---------- INFORMATION GIVEN ----------

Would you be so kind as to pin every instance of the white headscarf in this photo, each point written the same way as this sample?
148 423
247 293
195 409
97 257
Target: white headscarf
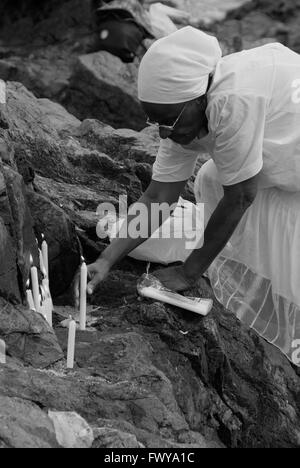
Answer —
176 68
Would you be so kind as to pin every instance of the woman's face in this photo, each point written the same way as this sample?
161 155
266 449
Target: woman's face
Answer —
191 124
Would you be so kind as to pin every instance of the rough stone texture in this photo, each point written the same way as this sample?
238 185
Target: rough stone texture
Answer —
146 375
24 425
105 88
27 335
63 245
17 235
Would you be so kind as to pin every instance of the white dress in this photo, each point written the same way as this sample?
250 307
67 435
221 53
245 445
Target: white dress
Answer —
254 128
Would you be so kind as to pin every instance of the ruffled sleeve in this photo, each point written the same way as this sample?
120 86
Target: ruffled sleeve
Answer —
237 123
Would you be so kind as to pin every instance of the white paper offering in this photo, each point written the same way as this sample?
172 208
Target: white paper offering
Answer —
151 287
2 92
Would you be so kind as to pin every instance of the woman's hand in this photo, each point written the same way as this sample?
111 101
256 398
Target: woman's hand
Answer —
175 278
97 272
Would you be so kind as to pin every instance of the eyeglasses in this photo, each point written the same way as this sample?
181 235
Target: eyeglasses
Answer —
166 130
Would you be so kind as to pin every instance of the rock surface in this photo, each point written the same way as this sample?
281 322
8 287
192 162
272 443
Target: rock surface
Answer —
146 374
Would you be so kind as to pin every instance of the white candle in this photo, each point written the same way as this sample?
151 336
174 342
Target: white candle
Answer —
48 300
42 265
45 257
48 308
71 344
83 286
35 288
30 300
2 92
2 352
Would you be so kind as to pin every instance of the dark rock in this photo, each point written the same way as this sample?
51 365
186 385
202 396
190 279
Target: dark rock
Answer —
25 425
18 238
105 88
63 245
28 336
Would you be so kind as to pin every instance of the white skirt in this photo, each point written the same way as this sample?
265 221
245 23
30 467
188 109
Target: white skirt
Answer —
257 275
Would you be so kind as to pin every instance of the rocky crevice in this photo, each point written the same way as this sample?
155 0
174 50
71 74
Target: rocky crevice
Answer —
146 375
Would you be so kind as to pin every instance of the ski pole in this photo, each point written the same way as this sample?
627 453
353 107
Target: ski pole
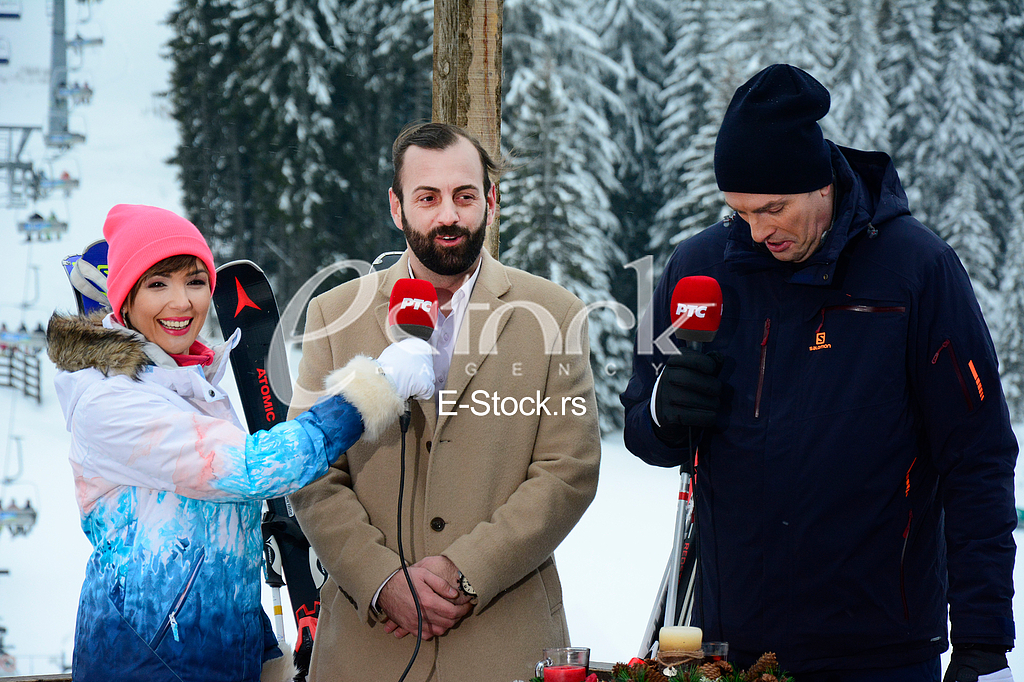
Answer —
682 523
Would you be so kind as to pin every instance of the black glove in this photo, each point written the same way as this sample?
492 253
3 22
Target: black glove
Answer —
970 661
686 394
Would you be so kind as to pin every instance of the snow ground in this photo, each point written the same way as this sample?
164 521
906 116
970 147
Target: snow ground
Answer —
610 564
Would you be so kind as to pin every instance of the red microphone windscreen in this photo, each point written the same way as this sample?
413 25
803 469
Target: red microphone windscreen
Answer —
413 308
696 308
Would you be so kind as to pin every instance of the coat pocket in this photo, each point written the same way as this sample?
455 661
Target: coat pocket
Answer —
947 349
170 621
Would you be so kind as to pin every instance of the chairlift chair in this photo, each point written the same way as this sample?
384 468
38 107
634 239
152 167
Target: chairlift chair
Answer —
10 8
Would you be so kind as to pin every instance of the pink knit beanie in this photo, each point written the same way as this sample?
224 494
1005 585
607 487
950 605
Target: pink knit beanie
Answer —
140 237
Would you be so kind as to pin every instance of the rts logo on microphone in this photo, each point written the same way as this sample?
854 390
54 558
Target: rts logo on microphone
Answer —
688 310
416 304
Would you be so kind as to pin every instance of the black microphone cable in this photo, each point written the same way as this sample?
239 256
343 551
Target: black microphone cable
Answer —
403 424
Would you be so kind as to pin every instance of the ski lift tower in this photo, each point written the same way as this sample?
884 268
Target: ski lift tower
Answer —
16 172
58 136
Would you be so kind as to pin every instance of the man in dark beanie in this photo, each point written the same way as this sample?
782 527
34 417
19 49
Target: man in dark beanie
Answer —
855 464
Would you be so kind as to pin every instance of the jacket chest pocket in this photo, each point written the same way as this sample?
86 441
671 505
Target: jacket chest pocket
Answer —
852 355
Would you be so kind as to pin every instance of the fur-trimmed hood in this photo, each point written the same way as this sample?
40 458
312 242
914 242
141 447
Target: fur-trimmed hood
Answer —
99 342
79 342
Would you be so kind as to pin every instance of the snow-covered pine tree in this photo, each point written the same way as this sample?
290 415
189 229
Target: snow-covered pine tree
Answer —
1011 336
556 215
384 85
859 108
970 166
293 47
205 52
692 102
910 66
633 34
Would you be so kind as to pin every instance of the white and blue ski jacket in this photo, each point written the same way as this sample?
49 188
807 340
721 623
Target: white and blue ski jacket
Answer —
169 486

----------

**SHORT EXERCISE:**
Reproduce word for word every line of the material from the one containing "of the fur-trimmed" through the end of the material, with both ends included.

**ANSWER TO THE EXERCISE:**
Would you be so kind as to pin every instance of the fur-trimmed hood in this photo, each point written the same way as this sample?
40 458
312 242
914 242
141 447
Target: fur-trimmed hood
Answer —
99 342
79 342
Would you be so kind as to pin every instance of the snow-covered pine tree in this photo, each point written the same way as this sample?
290 415
189 229
Target: snow-covered pine tree
Answer —
1011 336
556 215
384 85
859 108
970 166
293 47
205 52
692 102
910 66
633 34
Would you be so kind as to pin every instance of the white and blue ski jacket in this photo, each point written the same way as this sample?
49 188
807 340
721 623
Target: white and blue ski jacket
Answer —
169 486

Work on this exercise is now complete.